[Image-grounded pointing data]
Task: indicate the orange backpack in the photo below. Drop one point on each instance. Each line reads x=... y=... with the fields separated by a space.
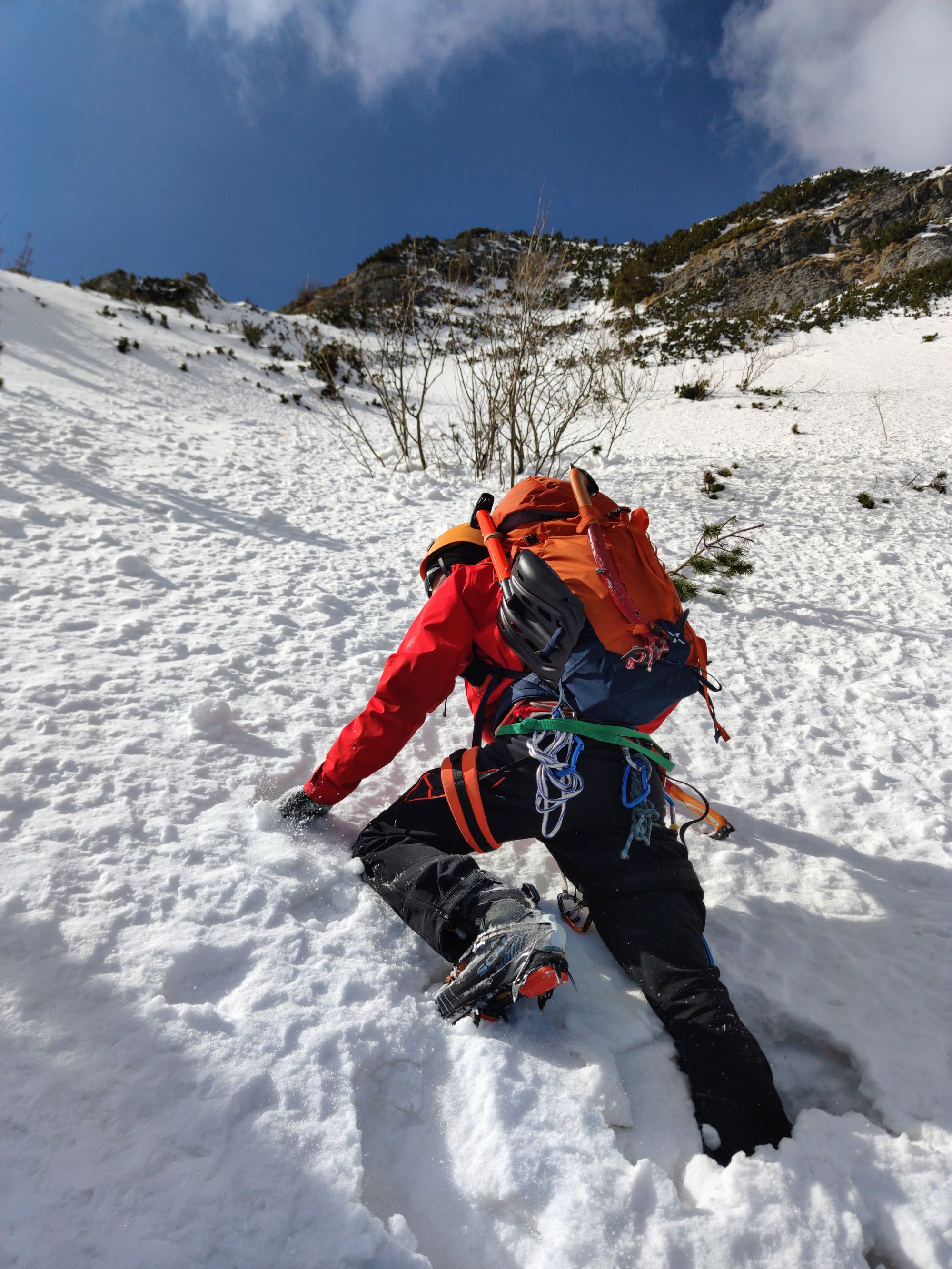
x=551 y=519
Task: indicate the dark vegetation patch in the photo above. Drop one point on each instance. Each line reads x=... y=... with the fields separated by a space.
x=182 y=294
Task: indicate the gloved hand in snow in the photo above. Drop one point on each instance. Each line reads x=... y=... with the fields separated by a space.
x=300 y=809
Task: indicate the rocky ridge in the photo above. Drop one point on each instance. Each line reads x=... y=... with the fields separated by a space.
x=795 y=248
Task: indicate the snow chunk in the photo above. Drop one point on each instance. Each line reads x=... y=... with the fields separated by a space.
x=132 y=565
x=402 y=1233
x=210 y=717
x=711 y=1136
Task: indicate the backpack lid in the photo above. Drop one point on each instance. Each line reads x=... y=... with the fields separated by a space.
x=543 y=498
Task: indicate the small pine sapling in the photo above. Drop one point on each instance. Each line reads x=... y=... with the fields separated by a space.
x=937 y=483
x=720 y=554
x=697 y=390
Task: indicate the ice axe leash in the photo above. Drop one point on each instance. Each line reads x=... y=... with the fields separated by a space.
x=655 y=644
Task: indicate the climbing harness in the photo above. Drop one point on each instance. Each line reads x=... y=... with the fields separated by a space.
x=644 y=816
x=558 y=781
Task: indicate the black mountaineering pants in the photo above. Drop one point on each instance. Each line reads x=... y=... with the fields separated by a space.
x=421 y=857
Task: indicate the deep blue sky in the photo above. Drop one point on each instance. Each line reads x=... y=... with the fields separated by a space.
x=129 y=142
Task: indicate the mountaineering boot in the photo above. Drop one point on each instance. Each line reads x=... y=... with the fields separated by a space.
x=518 y=952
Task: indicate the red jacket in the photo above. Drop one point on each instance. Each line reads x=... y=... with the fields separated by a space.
x=456 y=624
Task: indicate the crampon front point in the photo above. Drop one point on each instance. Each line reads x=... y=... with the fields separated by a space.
x=524 y=959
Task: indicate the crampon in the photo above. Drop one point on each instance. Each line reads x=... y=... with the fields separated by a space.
x=520 y=959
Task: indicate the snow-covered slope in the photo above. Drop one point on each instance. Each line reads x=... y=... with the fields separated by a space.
x=220 y=1049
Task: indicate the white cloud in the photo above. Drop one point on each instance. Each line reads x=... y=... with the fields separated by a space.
x=851 y=81
x=380 y=42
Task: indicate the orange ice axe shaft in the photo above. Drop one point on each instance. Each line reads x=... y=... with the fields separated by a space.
x=497 y=551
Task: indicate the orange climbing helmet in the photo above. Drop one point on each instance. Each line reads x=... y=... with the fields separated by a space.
x=460 y=545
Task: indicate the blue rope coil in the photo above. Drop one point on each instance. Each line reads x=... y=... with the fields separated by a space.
x=558 y=781
x=643 y=816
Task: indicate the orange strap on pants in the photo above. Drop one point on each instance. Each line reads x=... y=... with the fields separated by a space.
x=461 y=784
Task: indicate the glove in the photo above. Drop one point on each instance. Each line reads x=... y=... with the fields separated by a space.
x=299 y=807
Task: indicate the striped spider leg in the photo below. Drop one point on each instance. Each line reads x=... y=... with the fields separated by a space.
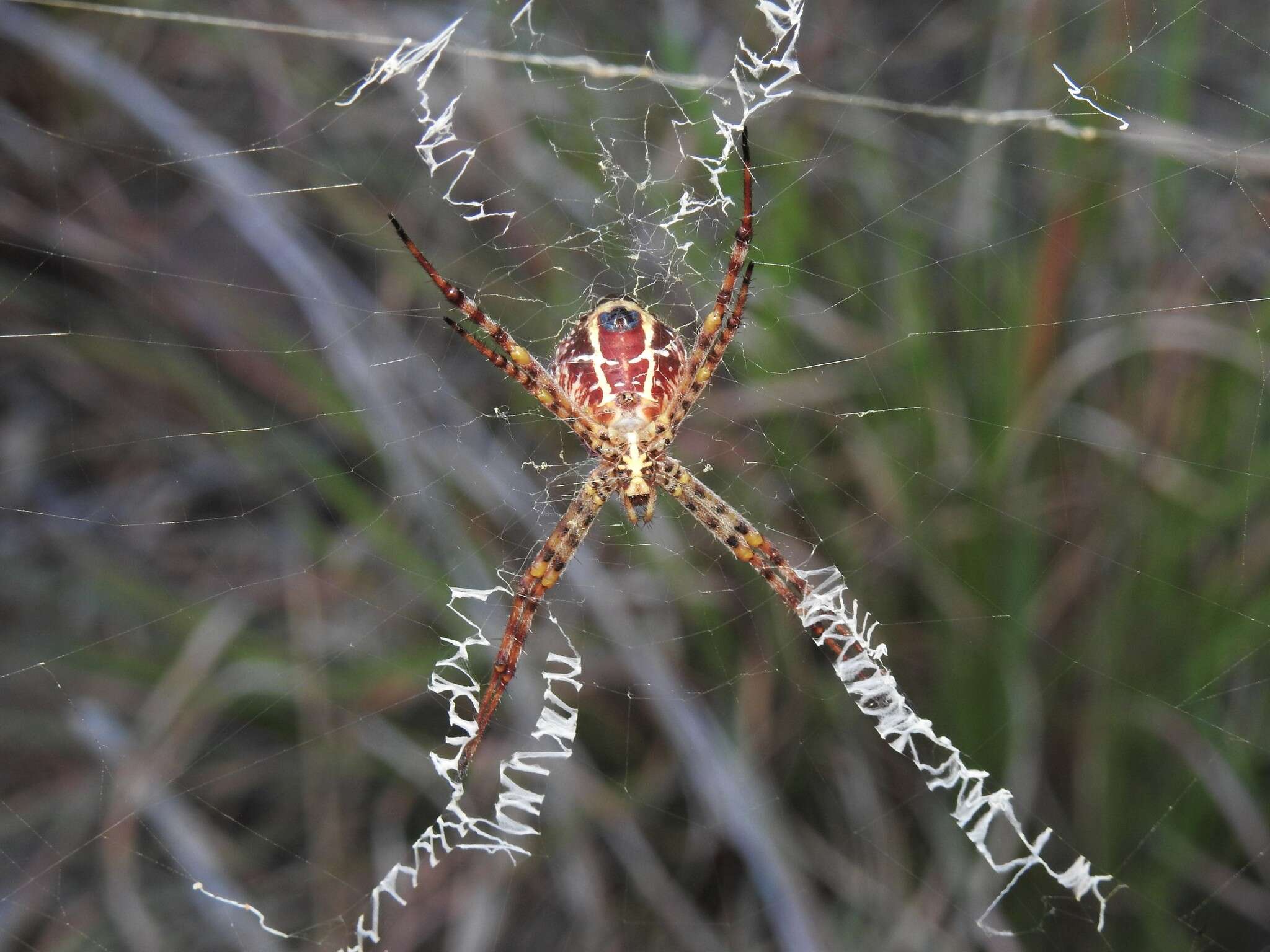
x=623 y=381
x=726 y=523
x=516 y=362
x=541 y=575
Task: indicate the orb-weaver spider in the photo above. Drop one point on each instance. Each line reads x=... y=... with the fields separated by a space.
x=624 y=382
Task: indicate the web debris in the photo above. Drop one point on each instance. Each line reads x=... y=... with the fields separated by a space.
x=438 y=131
x=1076 y=92
x=871 y=685
x=768 y=73
x=456 y=829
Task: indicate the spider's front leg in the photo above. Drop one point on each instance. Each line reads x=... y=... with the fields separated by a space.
x=541 y=575
x=517 y=362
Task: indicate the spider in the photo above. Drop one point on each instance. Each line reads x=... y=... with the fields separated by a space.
x=624 y=382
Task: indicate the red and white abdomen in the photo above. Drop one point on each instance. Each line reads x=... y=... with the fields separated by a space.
x=620 y=364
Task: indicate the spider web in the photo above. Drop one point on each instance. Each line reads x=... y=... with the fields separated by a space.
x=1001 y=376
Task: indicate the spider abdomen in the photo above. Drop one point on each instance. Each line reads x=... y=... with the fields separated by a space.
x=620 y=364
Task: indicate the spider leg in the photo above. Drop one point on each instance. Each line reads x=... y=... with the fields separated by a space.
x=714 y=337
x=727 y=524
x=686 y=398
x=541 y=575
x=741 y=248
x=517 y=363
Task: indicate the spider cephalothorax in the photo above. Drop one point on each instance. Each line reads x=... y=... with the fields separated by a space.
x=620 y=366
x=624 y=382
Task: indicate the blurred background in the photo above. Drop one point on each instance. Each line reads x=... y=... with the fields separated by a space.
x=1005 y=371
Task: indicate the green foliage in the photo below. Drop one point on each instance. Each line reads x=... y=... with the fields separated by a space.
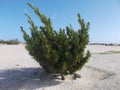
x=57 y=52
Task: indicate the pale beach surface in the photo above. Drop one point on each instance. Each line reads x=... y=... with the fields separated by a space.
x=19 y=71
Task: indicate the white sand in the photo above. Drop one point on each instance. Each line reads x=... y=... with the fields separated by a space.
x=18 y=71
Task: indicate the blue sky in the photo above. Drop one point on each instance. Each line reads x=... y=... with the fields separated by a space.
x=103 y=15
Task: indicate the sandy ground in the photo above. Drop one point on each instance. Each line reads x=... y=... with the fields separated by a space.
x=18 y=71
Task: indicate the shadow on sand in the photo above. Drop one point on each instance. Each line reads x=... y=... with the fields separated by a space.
x=25 y=79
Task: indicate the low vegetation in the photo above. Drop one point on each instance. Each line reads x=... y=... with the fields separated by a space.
x=57 y=51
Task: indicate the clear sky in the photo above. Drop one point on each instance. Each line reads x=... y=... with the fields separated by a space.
x=103 y=15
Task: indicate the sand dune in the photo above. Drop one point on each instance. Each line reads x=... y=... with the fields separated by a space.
x=19 y=71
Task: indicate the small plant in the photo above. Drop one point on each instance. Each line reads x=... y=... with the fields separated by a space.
x=59 y=52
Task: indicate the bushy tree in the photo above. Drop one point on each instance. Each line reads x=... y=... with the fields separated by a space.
x=60 y=51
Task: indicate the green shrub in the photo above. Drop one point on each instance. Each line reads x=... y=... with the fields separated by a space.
x=57 y=51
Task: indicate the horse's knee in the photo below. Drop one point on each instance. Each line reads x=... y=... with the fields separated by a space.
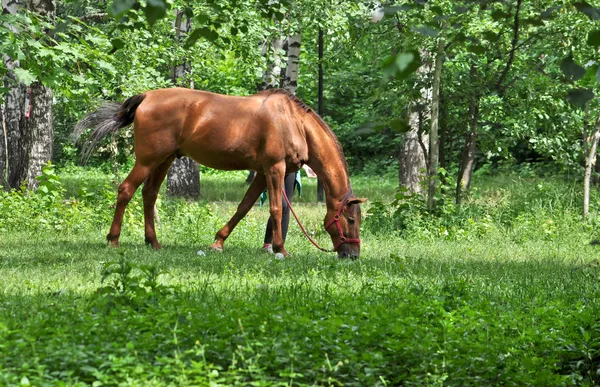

**Your objective:** Any picture among the entries must be skipped; copy all else exactly.

**Solved problem:**
Task: indicate the orange backpack in the photo below. Drop one point on each instance. Each line reads x=... y=... with the fields separated by a space.
x=551 y=519
Task: indicate the dark vegetation patch in the photo above. Drop one point on each instance. Each line reads x=... y=... with the fields separated by a space.
x=182 y=294
Task: indicate the gloved hand in snow in the photo above. Drop one point on each instance. Each line reads x=... y=... with the fields separated by a space.
x=300 y=809
Task: indicate the rocky ridge in the photo above. Drop one point on each instance. Each line reads x=... y=... with the fields separated by a space.
x=795 y=248
Task: indicate the snow chunk in the photo above. Drop one point on each instance. Each line reads x=... y=... with the fields separated by a space.
x=132 y=565
x=402 y=1233
x=210 y=717
x=711 y=1136
Task: indicate the backpack lid in the photo above. Drop one point on each instance. Each line reads x=... y=... with the fields separated by a space.
x=543 y=498
Task: indicate the small pine sapling in the photo above. Drop one point on each instance. Each line reads x=... y=... with the fields separated by a space.
x=937 y=483
x=720 y=554
x=697 y=390
Task: indicate the ice axe leash in the photo above. Drop one point on each instance. Each line reads x=... y=... with the fields separated by a space.
x=655 y=644
Task: indicate the climbing harness in the photo above. Drop one point on each instance. Each line reads x=... y=... with the fields separated by a space.
x=644 y=816
x=558 y=781
Task: indicate the black mountaineering pants in the photo above. Drop one point on each instance. Each line reads x=... y=... with the fields separated by a space.
x=421 y=857
Task: indicate the deep blue sky in the photo above. Drop one point on each instance. Each line reads x=... y=... with the fields separated by a space.
x=129 y=142
Task: indicate the mountaineering boot in the photo above. Drop one point on each instance. Each line reads x=... y=... with the fields separated by a space.
x=518 y=952
Task: indicate the red jacket in the photo above. Drop one point on each instance. Each line reads x=... y=... with the fields separated by a space.
x=456 y=624
Task: indicate the crampon front point in the photo above. Drop one point on each instance. Each line reads x=... y=... with the fields separated by a space.
x=524 y=959
Task: indicate the crampon in the photo above. Drop one point on each instance. Each line reads x=... y=... with the fields separated by a space.
x=520 y=959
Task: indicate the snow-covered slope in the photo above. Drop one point on each instance. Each line reads x=... y=... with the fields separated by a space.
x=220 y=1049
Task: indicate the white cloud in the photo above. Drop one point on each instance. Each line reads x=... y=... with the fields separated by a space.
x=851 y=81
x=380 y=42
Task: indicate the orange ice axe shaft in the photo above. Drop one point on each instance. Each line reads x=... y=... with the fields separated by a space.
x=497 y=551
Task: indicate the orange climbing helmet in the photo above. Drop one point on each instance. Each line reads x=... y=... with the fields separated by a space.
x=460 y=545
Task: indicate the blue rope coil in the photo above. Drop one point on each instance. Each line reads x=... y=... with the fields separated by a space.
x=558 y=781
x=643 y=816
Task: indicate the orange strap on pants in the photo above. Drop one point on each instance. Each line reads x=... y=... with the fields separated by a space.
x=461 y=784
Task: indicate the glove in the photo above. Drop one point on each instance. Each line reads x=... y=... with the fields separated by a space.
x=299 y=807
Task: indicate the striped spider leg in the photo below. Drop one point on each instance. Each line reads x=... y=... with the fields separated by a space.
x=623 y=381
x=726 y=523
x=516 y=362
x=541 y=575
Task: indicate the orb-weaver spider in the photo above. Drop one point on each instance. Each line reads x=... y=... with the fields separated by a space.
x=624 y=382
Task: indicate the web debris in the photo above. Drop one point on each instance. Each line reads x=... y=... with the fields separated by a space.
x=438 y=131
x=1076 y=92
x=871 y=685
x=768 y=73
x=456 y=829
Task: indicate the spider's front leg in the photo above. Drop one point on each instance. Each line reads x=... y=... with the fields separated by a space.
x=541 y=575
x=517 y=362
Task: indicate the spider in the photo above. Drop one point on each instance. Each line reads x=... y=... with the fields separated by a space.
x=624 y=382
Task: indicate the red and white abdomen in the photo above. Drop one point on each instance. Each line reads x=... y=... with the fields separated by a space.
x=620 y=364
Task: indicate the spider web in the photo above. Drop one point on each instance. Each line reads x=... y=... with the fields separated by a space.
x=1001 y=376
Task: indicate the spider abdomen in the photo above. Drop one point on each instance. Each line reads x=... y=... with the fields separated by a space.
x=620 y=364
Task: indicate the spider leg in the photo above. Drop one point on each instance. Each line reads x=... y=... with the fields separated by a space.
x=714 y=337
x=727 y=524
x=686 y=398
x=541 y=575
x=741 y=248
x=517 y=363
Task: indicate the spider cephalothorax in the photo above. Drop one point on each instance. Each line reads x=... y=... with the fields separated by a space.
x=620 y=366
x=624 y=382
Task: indicate the blurred background in the photo above. Drop one point on each instance. Each line reads x=... y=... with the fields separated by a space.
x=1005 y=371
Task: indicate the green foliage in the photo below. Drop one point on each instance. Each line reads x=... y=... with the fields separated by a space.
x=57 y=52
Task: indicate the pale beach surface in the photo above. Drop one point on each instance. Each line reads x=... y=... with the fields separated by a space.
x=19 y=71
Task: indicate the white sand in the photo above. Drop one point on each instance. Each line reads x=... y=... with the fields separated by a space.
x=18 y=71
Task: indicate the blue sky in the photo above. Drop one point on each instance. Each line reads x=... y=... with the fields separated by a space.
x=103 y=15
Task: indicate the sandy ground in the photo above. Drop one point on each instance. Each line reads x=... y=... with the fields separated by a space.
x=18 y=71
Task: indicate the shadow on sand in the photo above. Drop one point on each instance. Each line reads x=... y=... with the fields separated by a space.
x=25 y=79
Task: indicate the low vegetation in the photo above. Drop one point on each instance. Each line reads x=... y=... with the fields separated by a space.
x=57 y=51
Task: indicate the clear sky in the photo above. Drop one point on each instance. Each line reads x=... y=... with the fields separated by a space.
x=103 y=15
Task: indicate the sand dune in the photo above. Drop one point on each instance. Each line reads x=... y=... with the fields separated by a space.
x=19 y=71
Task: indicate the small plant in the photo above. Drop one point on each instance. Each line reads x=... y=... with the fields separated by a space.
x=59 y=52
Task: indicate the bushy tree in the photo above. Drop one point on each instance. Each line reads x=... y=... with the fields separated by a space.
x=60 y=51
Task: indicate the green shrub in the photo above. Drop one point on each instance. Each line reads x=... y=... with the fields separated by a space.
x=57 y=51
Task: indicate the horse's knee in the photo below. Drop one point on each instance. Each line reads x=... y=... with the fields separated by a space.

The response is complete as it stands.